**Exercise prompt**: Pick out every line in the data below that holds "each".

[Saved entries]

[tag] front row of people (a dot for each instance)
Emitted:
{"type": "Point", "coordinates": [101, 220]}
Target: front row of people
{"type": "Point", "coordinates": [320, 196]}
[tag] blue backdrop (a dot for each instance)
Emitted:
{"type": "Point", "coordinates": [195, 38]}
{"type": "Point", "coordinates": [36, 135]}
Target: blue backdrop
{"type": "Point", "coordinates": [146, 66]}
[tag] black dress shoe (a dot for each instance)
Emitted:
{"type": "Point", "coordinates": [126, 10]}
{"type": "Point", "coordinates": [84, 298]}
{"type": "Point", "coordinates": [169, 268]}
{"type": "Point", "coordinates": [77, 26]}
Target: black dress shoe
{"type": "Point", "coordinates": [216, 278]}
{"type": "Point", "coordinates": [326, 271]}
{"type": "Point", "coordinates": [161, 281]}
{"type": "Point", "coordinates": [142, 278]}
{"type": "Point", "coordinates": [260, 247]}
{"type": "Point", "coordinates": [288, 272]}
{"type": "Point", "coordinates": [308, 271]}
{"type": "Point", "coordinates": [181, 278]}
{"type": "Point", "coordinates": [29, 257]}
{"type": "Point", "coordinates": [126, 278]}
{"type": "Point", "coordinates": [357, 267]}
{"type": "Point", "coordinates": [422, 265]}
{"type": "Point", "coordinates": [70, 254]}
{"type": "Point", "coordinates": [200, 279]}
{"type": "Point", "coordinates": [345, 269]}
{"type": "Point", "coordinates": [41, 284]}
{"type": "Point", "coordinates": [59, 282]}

**Solution for this exercise**:
[tag] front row of people (a dot for each instance)
[tag] blue backdrop (a dot for each instance)
[tag] black dress shoe (a dot for each instance)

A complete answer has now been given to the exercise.